**Items listed in a dataset:**
——————————

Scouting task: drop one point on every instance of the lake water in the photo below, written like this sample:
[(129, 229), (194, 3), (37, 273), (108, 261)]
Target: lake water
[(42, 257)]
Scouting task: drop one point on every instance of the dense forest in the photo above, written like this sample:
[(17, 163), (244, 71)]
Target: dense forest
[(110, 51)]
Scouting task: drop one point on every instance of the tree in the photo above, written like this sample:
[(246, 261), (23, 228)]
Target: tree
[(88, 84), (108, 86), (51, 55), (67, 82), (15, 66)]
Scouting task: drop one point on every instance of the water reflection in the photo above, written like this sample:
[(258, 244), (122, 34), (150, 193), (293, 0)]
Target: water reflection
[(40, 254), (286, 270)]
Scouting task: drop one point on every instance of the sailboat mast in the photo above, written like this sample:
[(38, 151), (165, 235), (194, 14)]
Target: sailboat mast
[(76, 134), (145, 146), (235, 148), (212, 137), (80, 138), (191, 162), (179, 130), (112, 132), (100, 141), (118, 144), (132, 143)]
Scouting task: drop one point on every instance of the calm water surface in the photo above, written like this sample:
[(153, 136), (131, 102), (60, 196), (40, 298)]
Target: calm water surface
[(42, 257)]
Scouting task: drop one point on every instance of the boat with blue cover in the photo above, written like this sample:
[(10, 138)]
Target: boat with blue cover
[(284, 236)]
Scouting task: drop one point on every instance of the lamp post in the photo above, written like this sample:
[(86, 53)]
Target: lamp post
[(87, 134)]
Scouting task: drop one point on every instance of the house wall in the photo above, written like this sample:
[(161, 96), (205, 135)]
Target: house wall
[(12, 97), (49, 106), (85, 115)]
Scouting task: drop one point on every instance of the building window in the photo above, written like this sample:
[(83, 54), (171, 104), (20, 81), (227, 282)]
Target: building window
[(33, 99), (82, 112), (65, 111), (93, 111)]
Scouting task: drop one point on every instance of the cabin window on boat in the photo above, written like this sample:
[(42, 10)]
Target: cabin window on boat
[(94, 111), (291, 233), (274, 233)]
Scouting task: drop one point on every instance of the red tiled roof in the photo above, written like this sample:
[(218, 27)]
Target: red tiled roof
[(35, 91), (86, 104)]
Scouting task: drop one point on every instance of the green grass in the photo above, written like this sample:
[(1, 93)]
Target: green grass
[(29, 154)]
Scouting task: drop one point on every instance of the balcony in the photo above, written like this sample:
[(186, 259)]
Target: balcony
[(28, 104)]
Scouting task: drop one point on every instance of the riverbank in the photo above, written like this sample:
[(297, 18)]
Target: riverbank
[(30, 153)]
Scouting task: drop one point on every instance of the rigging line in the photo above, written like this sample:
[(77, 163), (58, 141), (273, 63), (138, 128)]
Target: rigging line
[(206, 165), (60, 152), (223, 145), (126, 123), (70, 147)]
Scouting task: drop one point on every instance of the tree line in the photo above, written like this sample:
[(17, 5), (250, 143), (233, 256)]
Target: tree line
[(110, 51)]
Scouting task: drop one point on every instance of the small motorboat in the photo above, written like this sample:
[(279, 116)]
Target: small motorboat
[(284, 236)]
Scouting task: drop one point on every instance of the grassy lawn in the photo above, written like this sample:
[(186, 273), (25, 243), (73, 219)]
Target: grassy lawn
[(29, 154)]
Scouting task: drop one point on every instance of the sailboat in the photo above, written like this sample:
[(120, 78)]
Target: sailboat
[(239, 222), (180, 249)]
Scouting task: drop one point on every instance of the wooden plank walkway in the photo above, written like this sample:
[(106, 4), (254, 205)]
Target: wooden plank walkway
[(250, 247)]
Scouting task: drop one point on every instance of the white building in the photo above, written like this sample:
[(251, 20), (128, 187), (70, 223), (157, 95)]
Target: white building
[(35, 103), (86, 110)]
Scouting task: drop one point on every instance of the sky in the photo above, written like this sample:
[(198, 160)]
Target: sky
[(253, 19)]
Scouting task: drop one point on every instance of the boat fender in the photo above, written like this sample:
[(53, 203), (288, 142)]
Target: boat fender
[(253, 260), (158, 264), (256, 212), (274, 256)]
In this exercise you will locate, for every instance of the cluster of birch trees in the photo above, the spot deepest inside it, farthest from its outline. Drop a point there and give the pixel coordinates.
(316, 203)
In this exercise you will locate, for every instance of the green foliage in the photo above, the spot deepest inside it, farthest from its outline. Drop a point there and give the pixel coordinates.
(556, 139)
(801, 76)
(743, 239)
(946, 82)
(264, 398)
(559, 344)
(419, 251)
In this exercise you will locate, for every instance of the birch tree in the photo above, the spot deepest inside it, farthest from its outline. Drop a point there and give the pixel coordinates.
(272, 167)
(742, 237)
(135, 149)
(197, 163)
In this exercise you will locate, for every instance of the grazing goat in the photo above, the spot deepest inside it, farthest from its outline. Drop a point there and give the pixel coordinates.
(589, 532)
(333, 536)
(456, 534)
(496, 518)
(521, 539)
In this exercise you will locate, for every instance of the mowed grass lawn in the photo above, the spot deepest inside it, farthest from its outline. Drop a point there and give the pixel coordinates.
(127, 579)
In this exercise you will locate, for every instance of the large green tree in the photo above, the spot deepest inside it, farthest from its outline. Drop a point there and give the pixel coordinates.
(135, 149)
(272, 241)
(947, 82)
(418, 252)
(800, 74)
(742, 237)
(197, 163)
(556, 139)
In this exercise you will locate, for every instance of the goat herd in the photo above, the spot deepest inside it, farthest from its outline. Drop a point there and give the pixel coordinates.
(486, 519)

——————————

**What needs to be done:** Word for word, reproduce every record shown above.

**Solution:**
Scouting task: drop one point on every instance of the lake water in the photo below, written like this sample:
[(129, 229), (194, 3), (37, 273), (108, 261)]
Target: lake water
[(42, 257)]
Scouting task: drop one point on every instance of the dense forest in the photo above, written like this sample:
[(17, 163), (244, 71)]
Target: dense forest
[(110, 51)]
Scouting task: drop one point on every instance of the tree in the photo above, written like this sample:
[(246, 261), (23, 228)]
Target: tree
[(88, 84), (108, 86), (51, 55), (67, 82), (15, 66)]
Scouting task: drop one point on every instance of the water reflection in the photo above, written like this sample:
[(258, 244), (122, 34), (150, 193), (293, 0)]
Target: water reflection
[(40, 254), (286, 270)]
Scouting task: drop one point on every instance of the sailboat mast in the photo above, written like this sample:
[(38, 151), (165, 235), (194, 14)]
Target: sailboat mast
[(76, 134), (145, 146), (235, 148), (212, 137), (80, 138), (191, 162), (179, 130), (112, 132), (100, 141), (118, 144), (132, 143)]
Scouting task: drop one point on every instance of the calm water surface in the photo above, written like this sample:
[(153, 136), (131, 102), (60, 196), (40, 298)]
Target: calm water surface
[(42, 257)]
Scouting task: drop one point on every instance of the boat with blue cover in the photo above, written like this sample:
[(10, 138)]
Target: boat with blue cover
[(284, 236)]
Scouting task: drop one point on every instance of the lamp post in the photo above, written like this sample:
[(86, 53)]
Target: lamp post
[(87, 134)]
Scouting task: drop one point on every instance of the house wall in the photo above, written like this sample:
[(161, 96), (205, 135)]
Target: house wall
[(12, 97), (49, 106), (85, 115)]
Scouting task: drop one point on every instance of the building window in the photo above, written like this sample:
[(83, 54), (171, 104), (20, 81), (227, 282)]
Target: building window
[(33, 99), (82, 112), (65, 111), (93, 111)]
Scouting task: drop one point on every instance of the cabin window on boat in the photo above, written like this sample:
[(42, 10)]
Target: cabin window on boat
[(94, 111), (291, 233), (274, 233)]
Scouting task: drop one point on every instance of the red tiled roof in the photo above, written like this sample:
[(218, 27)]
Target: red tiled roof
[(35, 91), (86, 104)]
Scouting task: drop one point on every instance of the green grass in the photo above, written like this sample:
[(1, 93)]
Target: green grass
[(29, 154)]
Scouting task: drop one point on every instance of the balcony in the photo above, written like this sample:
[(186, 259)]
Target: balcony
[(28, 104)]
Scouting task: drop one point on every instance of the riverbank in the photo above, written like this sample:
[(297, 18)]
Target: riverbank
[(30, 153)]
Scouting task: drop one point on every instance of the rigging line in the photo above, written like this sample:
[(77, 163), (58, 141), (273, 63), (138, 128)]
Target: rigging line
[(206, 165), (60, 152), (223, 145), (126, 123), (70, 147)]
Scouting task: drop one point on every instance of the tree line in the photo above, written like this sample:
[(17, 5), (250, 143), (233, 256)]
Target: tree line
[(110, 51)]
Scouting task: drop one point on every instance of the small motorboat in the photo above, written like this sample:
[(279, 116)]
Target: small motorboat
[(284, 236)]
Scouting task: drop one point on every instance of the grassy lawn in the photo above, written like this sample:
[(186, 273), (25, 243), (73, 219)]
Target: grassy lawn
[(29, 154)]
Scouting task: drop one point on every instance of the sailboat in the photo above, written like this sample:
[(120, 78)]
Target: sailboat
[(239, 222), (180, 249)]
Scouting task: drop one point on every instance of the wooden plank walkway in the photo above, written like this sample:
[(106, 4), (254, 205)]
Target: wooden plank walkway
[(250, 247)]
Scouting task: drop one point on every instance of the white building in the photo above, written like this sample:
[(251, 20), (128, 187), (70, 223), (157, 95)]
Target: white building
[(35, 103), (86, 110)]
Scouting task: drop one point on every instance of the sky in the photo above, written like this sample:
[(198, 160)]
Target: sky
[(253, 19)]
Scouting task: drop one point on every instance of the boat fender in the photo above, written like this sample:
[(53, 203), (288, 142)]
Target: boat fender
[(253, 260), (158, 264), (256, 212), (274, 256)]
In this exercise you will locate, for every instance of the cluster of birch trees in the photo above, the spot deepest inside it, farthest from its outline. Drop a point there and give the pixel coordinates.
(316, 203)
In this exercise you will locate, for every instance of the green foliage in the photo above, the spot deepest inside it, farthest from its outline. Drop a point there and give the pixel coordinates.
(556, 139)
(801, 76)
(743, 239)
(946, 82)
(264, 398)
(559, 344)
(419, 251)
In this exercise you will locate, for every instance of the birch tree in the photo above, the spot deepest inside it, farthest from its outline. Drop a point there and give the pixel coordinates.
(272, 167)
(742, 237)
(135, 149)
(197, 163)
In this exercise you will locate, for every instance of the grazing goat in the photo above, the spot deepest inside it, farthest from its outline. Drop a point there and give the pixel coordinates.
(589, 532)
(333, 536)
(456, 534)
(496, 518)
(521, 539)
In this exercise you will locate, for every instance of the mowed grass lawn in the photo above, the spot deepest inside it, farthest from its outline. Drop a point there and give the pixel coordinates.
(127, 579)
In this exercise you will locate, for every instance of the large green tree in the photo above, the spot deepest inside it, farthest from its outline. Drop a point there and give the pixel coordinates.
(135, 149)
(272, 241)
(947, 82)
(418, 252)
(800, 74)
(742, 237)
(197, 163)
(556, 139)
In this exercise you will locate, for every instance of the goat herd in the photo above, the spot deepest inside it, farthest from its outline. Drop a point there and give the pixel coordinates.
(486, 519)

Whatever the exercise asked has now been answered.